The reasons why Black people with Covid-19 and cancer had a greater risk of being hospitalized — 55.6% for Black patients vs. 43.2% for white patients — are probably societal, Berger said, although the study was not able to discern those factors. Societal inequities have loomed as large as medical comorbidities since the pandemic began: lower income, less opportunity to work remotely, crowded housing, poorer access to health care. 

The study did account for comorbidities that put people at higher risk for worse Covid-19 illness: obesity, high blood pressure, diabetes, asthma. When those factors were taken out of the equation, Black people still had a higher risk of being infected: 32.5% vs. 19.1% for white people. 

Robert Carlson, chief executive officer of the National Comprehensive Cancer Network, said he was surprised by how much more vulnerable cancer patients were to Covid-19, in contrast to reports from earlier in the pandemic suggesting there was no substantially greater risk. 

“The part that doesn’t surprise me is the disparity in outcomes between African Americans and whites,” said Carlson, who was not involved in the study. “We see that consistently across our health care system. The magnitude of the differences is pretty big. And it’s also consistent.”

* **Information supplied**:
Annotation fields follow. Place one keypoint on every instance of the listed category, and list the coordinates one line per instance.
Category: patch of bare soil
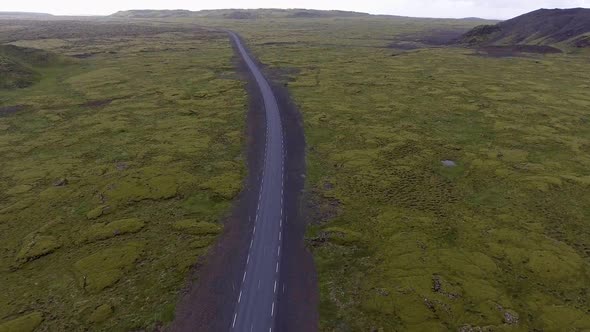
(97, 103)
(7, 110)
(516, 50)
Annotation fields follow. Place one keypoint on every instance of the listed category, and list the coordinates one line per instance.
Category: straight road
(256, 303)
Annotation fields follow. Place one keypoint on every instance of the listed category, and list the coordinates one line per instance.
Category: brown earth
(210, 297)
(7, 110)
(516, 50)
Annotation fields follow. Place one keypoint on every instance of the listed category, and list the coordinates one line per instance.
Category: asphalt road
(256, 303)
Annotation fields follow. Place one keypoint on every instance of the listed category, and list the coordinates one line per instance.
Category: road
(256, 302)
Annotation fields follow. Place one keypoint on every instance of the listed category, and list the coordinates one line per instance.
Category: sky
(499, 9)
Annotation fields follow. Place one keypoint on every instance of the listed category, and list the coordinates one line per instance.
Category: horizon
(452, 9)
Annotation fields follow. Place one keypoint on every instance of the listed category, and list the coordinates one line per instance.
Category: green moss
(36, 246)
(112, 229)
(135, 129)
(96, 212)
(343, 236)
(195, 227)
(225, 186)
(26, 323)
(101, 313)
(105, 267)
(506, 223)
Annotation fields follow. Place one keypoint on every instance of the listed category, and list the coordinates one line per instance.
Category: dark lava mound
(567, 27)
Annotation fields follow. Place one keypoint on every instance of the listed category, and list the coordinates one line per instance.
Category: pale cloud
(423, 8)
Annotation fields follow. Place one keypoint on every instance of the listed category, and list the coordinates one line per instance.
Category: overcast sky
(501, 9)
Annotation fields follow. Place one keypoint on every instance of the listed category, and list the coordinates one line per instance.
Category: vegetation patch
(26, 323)
(104, 268)
(36, 246)
(102, 231)
(194, 227)
(104, 155)
(497, 242)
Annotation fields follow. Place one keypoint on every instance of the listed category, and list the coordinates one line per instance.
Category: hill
(18, 65)
(544, 27)
(236, 13)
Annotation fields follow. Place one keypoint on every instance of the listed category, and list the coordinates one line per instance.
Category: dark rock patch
(7, 110)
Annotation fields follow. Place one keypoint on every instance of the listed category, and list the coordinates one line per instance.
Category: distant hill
(18, 65)
(544, 27)
(23, 15)
(236, 13)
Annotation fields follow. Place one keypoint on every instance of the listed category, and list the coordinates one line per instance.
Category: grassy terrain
(117, 166)
(402, 242)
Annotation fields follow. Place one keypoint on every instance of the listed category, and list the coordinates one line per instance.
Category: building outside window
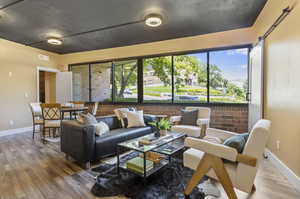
(190, 76)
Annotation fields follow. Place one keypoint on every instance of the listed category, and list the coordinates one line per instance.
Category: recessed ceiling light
(153, 20)
(54, 41)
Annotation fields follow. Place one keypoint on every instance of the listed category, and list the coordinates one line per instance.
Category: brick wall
(230, 117)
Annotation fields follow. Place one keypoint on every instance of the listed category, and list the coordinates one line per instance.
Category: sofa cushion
(193, 131)
(107, 144)
(101, 128)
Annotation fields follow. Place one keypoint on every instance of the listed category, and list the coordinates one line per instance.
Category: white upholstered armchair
(193, 131)
(206, 158)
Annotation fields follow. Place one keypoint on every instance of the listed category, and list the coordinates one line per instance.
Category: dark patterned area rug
(168, 183)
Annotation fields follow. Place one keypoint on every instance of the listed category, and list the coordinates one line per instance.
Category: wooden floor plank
(32, 170)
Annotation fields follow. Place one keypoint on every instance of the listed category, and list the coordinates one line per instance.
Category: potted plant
(162, 126)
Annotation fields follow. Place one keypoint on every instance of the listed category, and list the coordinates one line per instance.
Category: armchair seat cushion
(192, 158)
(52, 124)
(193, 131)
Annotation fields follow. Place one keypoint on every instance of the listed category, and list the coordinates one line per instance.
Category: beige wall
(282, 81)
(50, 87)
(221, 39)
(22, 62)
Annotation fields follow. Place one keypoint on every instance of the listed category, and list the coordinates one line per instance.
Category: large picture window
(190, 75)
(212, 76)
(125, 81)
(157, 79)
(80, 82)
(228, 76)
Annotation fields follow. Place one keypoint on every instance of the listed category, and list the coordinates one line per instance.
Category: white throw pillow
(121, 114)
(135, 119)
(101, 128)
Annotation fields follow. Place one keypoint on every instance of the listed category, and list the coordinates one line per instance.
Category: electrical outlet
(278, 145)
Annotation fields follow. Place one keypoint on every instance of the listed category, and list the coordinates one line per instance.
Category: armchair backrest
(254, 147)
(36, 109)
(204, 112)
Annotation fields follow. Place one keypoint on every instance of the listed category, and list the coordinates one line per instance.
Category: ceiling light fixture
(54, 41)
(153, 20)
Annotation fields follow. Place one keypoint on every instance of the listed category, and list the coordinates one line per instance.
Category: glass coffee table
(165, 146)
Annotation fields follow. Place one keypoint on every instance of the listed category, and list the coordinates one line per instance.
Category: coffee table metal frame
(147, 148)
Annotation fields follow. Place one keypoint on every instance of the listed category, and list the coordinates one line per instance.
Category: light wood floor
(31, 170)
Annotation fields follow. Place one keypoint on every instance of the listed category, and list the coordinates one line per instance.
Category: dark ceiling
(32, 21)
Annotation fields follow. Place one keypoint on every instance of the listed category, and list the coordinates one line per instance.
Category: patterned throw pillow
(121, 114)
(238, 142)
(101, 128)
(135, 119)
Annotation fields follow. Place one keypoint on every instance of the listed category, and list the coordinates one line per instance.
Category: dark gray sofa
(81, 143)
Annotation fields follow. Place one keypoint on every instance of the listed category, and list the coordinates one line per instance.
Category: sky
(233, 63)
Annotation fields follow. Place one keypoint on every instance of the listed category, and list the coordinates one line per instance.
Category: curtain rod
(284, 14)
(11, 4)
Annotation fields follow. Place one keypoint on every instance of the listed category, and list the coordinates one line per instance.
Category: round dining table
(71, 110)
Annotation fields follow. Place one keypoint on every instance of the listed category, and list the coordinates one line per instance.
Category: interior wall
(50, 87)
(18, 80)
(282, 82)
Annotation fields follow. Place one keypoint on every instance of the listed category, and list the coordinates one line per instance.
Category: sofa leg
(87, 165)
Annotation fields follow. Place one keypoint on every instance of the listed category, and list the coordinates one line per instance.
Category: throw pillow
(87, 119)
(121, 114)
(101, 128)
(189, 117)
(212, 139)
(135, 119)
(238, 142)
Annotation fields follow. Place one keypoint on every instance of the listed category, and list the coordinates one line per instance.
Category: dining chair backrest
(78, 104)
(51, 111)
(36, 109)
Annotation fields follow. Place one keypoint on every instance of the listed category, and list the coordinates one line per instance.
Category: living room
(162, 99)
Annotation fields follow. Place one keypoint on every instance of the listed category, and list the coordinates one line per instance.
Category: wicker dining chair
(37, 116)
(52, 118)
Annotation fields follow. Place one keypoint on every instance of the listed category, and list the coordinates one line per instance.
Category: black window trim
(140, 86)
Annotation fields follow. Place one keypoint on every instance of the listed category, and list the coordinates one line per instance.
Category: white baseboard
(286, 171)
(15, 131)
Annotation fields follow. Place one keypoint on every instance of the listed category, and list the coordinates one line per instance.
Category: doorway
(46, 85)
(47, 90)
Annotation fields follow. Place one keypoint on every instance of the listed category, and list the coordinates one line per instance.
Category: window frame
(140, 86)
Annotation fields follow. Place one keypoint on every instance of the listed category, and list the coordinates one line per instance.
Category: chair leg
(223, 177)
(202, 169)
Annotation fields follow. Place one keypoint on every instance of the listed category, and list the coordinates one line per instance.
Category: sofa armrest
(175, 119)
(78, 141)
(149, 118)
(202, 121)
(218, 150)
(223, 135)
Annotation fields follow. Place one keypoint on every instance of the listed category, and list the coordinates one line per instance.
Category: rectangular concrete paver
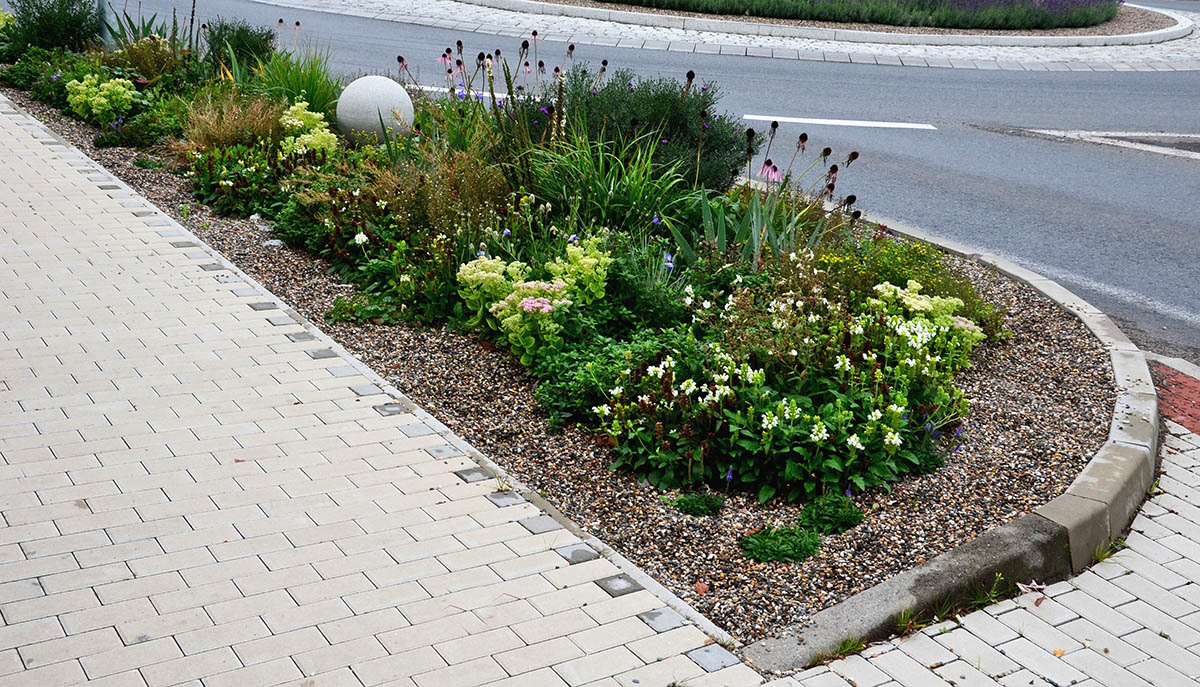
(199, 489)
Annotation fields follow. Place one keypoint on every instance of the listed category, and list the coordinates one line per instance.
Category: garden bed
(1041, 405)
(1126, 21)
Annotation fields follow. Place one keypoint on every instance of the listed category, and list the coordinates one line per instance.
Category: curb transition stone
(1057, 539)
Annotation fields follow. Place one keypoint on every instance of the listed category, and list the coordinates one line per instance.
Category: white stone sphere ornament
(370, 100)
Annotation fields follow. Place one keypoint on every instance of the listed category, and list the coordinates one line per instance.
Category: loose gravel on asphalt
(1128, 21)
(1039, 408)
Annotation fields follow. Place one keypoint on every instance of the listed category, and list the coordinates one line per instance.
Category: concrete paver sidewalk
(196, 489)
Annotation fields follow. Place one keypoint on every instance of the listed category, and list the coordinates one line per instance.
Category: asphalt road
(1121, 227)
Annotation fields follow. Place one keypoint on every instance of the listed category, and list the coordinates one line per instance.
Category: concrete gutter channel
(1182, 28)
(1056, 541)
(1049, 544)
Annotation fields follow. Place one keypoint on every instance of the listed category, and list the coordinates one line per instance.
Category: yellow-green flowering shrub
(100, 101)
(527, 318)
(305, 131)
(485, 281)
(936, 309)
(585, 272)
(797, 394)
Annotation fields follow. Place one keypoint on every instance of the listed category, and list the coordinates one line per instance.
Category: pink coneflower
(766, 168)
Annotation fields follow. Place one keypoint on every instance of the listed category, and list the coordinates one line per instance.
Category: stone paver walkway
(196, 489)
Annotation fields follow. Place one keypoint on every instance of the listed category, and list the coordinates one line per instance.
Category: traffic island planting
(762, 400)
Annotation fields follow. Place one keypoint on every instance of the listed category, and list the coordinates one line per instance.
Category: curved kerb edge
(1057, 539)
(1182, 28)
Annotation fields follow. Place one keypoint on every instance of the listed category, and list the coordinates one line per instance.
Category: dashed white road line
(841, 121)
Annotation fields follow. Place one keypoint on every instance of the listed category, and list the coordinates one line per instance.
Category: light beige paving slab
(190, 497)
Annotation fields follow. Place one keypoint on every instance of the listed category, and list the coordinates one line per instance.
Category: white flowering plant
(799, 395)
(235, 180)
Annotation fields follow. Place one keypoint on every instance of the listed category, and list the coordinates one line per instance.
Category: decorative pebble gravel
(1041, 406)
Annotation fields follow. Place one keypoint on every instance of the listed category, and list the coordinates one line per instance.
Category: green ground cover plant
(947, 13)
(717, 333)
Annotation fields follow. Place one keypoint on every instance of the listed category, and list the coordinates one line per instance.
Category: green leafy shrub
(575, 380)
(234, 180)
(101, 101)
(31, 65)
(250, 45)
(831, 514)
(11, 43)
(797, 394)
(855, 267)
(72, 24)
(700, 503)
(786, 544)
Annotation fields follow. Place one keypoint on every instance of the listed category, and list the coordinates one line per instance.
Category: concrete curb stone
(1182, 28)
(1057, 539)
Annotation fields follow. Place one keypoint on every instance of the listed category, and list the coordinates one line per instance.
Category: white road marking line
(1107, 138)
(841, 121)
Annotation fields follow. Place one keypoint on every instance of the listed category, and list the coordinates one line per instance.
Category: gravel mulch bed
(1128, 21)
(1039, 408)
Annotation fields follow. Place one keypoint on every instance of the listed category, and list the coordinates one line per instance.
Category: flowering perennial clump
(100, 101)
(305, 131)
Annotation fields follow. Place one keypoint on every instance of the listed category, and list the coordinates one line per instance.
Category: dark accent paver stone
(712, 657)
(663, 619)
(618, 585)
(418, 430)
(540, 524)
(445, 450)
(473, 475)
(577, 553)
(504, 499)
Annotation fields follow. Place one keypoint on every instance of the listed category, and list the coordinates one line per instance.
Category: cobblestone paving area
(198, 490)
(1171, 55)
(1129, 621)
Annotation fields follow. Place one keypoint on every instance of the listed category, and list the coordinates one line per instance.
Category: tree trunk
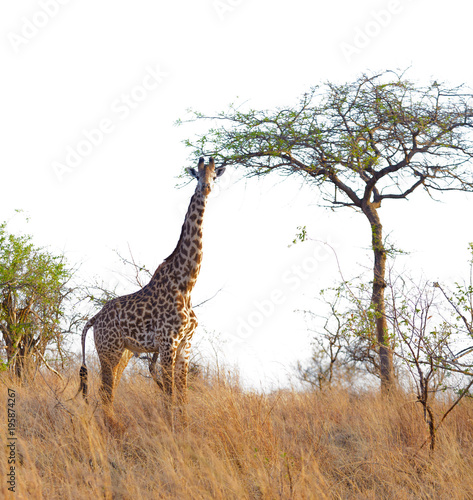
(379, 284)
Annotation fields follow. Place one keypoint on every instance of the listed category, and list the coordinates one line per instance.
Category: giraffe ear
(192, 171)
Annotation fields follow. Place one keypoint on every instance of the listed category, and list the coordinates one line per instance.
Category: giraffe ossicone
(158, 318)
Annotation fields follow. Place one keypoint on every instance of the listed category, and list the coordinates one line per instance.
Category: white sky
(70, 67)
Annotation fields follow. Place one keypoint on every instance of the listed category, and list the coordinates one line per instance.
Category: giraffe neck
(186, 258)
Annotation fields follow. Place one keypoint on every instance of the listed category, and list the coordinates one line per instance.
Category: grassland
(235, 444)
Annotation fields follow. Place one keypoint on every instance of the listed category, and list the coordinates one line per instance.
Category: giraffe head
(206, 175)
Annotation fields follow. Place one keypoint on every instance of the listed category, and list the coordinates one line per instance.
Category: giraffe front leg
(153, 371)
(168, 360)
(181, 370)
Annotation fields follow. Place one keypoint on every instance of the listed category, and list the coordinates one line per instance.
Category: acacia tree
(34, 287)
(380, 137)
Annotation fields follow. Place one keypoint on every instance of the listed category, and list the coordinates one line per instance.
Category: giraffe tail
(83, 373)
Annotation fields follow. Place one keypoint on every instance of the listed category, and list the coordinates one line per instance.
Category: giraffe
(158, 318)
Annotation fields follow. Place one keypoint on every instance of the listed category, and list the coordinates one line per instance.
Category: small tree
(379, 138)
(33, 291)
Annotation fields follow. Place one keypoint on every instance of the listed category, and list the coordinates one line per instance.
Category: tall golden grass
(234, 444)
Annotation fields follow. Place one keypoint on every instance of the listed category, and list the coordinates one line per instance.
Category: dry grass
(235, 444)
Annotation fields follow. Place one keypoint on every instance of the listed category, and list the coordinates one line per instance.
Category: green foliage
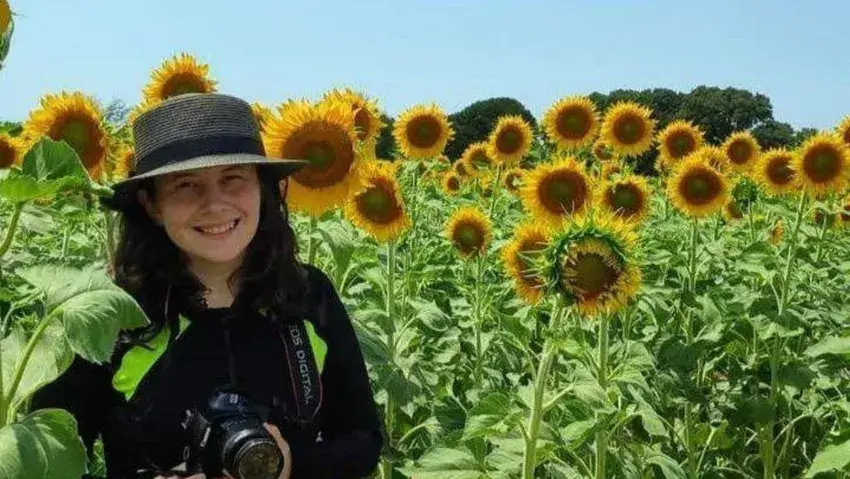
(475, 122)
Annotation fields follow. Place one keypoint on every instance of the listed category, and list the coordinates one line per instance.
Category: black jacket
(146, 432)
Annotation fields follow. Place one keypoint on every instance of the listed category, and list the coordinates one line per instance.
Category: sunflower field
(532, 309)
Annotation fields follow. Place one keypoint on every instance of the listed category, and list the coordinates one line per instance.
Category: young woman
(207, 250)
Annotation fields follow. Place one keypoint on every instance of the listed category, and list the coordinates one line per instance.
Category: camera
(229, 436)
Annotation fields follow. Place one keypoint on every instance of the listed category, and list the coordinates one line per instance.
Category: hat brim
(125, 191)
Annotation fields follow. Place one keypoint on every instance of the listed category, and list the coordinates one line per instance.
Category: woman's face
(211, 213)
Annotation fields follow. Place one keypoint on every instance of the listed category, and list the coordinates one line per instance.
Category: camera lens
(258, 459)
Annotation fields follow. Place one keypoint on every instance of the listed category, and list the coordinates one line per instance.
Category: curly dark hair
(147, 262)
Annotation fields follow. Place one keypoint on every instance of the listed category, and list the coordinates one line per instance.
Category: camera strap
(304, 373)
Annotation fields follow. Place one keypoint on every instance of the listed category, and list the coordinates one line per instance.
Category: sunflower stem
(550, 350)
(602, 378)
(775, 349)
(10, 231)
(387, 462)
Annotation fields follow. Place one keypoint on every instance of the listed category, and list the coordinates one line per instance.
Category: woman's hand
(281, 444)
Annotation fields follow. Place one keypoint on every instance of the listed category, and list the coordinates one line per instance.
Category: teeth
(214, 230)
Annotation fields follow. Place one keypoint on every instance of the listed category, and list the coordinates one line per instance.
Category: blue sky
(452, 52)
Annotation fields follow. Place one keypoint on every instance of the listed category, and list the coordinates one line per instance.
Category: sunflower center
(625, 199)
(362, 122)
(740, 152)
(423, 131)
(378, 204)
(681, 144)
(822, 164)
(699, 187)
(328, 149)
(629, 129)
(7, 154)
(590, 275)
(468, 237)
(573, 123)
(183, 83)
(779, 171)
(509, 140)
(563, 192)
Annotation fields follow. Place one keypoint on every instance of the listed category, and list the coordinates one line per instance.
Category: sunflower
(628, 128)
(510, 140)
(476, 157)
(602, 152)
(375, 203)
(529, 242)
(176, 76)
(324, 135)
(513, 179)
(469, 231)
(731, 210)
(451, 182)
(367, 120)
(124, 161)
(75, 119)
(554, 191)
(843, 130)
(10, 151)
(777, 232)
(626, 198)
(696, 188)
(590, 264)
(678, 140)
(822, 164)
(773, 172)
(571, 122)
(262, 114)
(741, 150)
(422, 131)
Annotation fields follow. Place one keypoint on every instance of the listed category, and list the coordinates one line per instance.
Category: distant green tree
(475, 122)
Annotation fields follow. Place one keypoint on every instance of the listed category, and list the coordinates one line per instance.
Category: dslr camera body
(229, 436)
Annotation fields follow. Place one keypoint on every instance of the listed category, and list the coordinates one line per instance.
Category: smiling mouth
(216, 230)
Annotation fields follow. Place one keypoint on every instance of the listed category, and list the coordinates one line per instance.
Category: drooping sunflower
(423, 131)
(476, 158)
(571, 122)
(742, 150)
(773, 172)
(590, 263)
(822, 164)
(451, 182)
(510, 140)
(180, 74)
(626, 198)
(697, 189)
(76, 119)
(555, 191)
(469, 231)
(375, 203)
(513, 179)
(528, 244)
(628, 128)
(10, 151)
(678, 140)
(843, 130)
(262, 114)
(325, 136)
(731, 211)
(367, 120)
(602, 152)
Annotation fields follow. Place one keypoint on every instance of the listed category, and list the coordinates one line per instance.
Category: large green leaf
(831, 458)
(50, 358)
(92, 308)
(45, 444)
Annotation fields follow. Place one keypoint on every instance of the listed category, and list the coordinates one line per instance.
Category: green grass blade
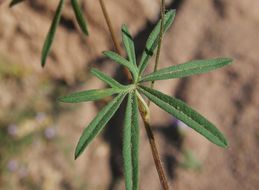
(129, 44)
(187, 69)
(135, 143)
(107, 79)
(121, 60)
(126, 147)
(15, 2)
(183, 112)
(89, 95)
(153, 40)
(98, 123)
(51, 33)
(79, 16)
(131, 143)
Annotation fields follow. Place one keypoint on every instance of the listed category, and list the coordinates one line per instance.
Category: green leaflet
(153, 40)
(89, 95)
(131, 143)
(15, 2)
(121, 60)
(107, 79)
(79, 16)
(129, 44)
(98, 123)
(51, 33)
(187, 69)
(135, 142)
(186, 114)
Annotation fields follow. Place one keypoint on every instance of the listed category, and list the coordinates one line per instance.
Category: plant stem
(155, 154)
(114, 39)
(108, 22)
(162, 14)
(144, 114)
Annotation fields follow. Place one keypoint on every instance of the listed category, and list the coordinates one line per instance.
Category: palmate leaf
(15, 2)
(89, 95)
(129, 44)
(121, 60)
(107, 79)
(51, 33)
(79, 16)
(131, 143)
(187, 69)
(98, 123)
(153, 40)
(183, 112)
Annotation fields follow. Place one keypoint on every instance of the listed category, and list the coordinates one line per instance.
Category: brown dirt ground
(202, 29)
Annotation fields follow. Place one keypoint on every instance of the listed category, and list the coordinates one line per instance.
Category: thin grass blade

* **What you will do**:
a - Revise the part of the passage on Covid-19 and cancer that opens with the words "The reasons why" and closes with "for white people.", swapping "comorbidities" for "preexisting conditions".
b - According to the passage on Covid-19 and cancer, what position does Robert Carlson hold?
The rows come from a separate source.

* **Results in order**:
a -
The reasons why Black people with Covid-19 and cancer had a greater risk of being hospitalized — 55.6% for Black patients vs. 43.2% for white patients — are probably societal, Berger said, although the study was not able to discern those factors. Societal inequities have loomed as large as medical preexisting conditions since the pandemic began: lower income, less opportunity to work remotely, crowded housing, poorer access to health care. 

The study did account for preexisting conditions that put people at higher risk for worse Covid-19 illness: obesity, high blood pressure, diabetes, asthma. When those factors were taken out of the equation, Black people still had a higher risk of being infected: 32.5% vs. 19.1% for white people.

b - He is chief executive officer of the National Comprehensive Cancer Network.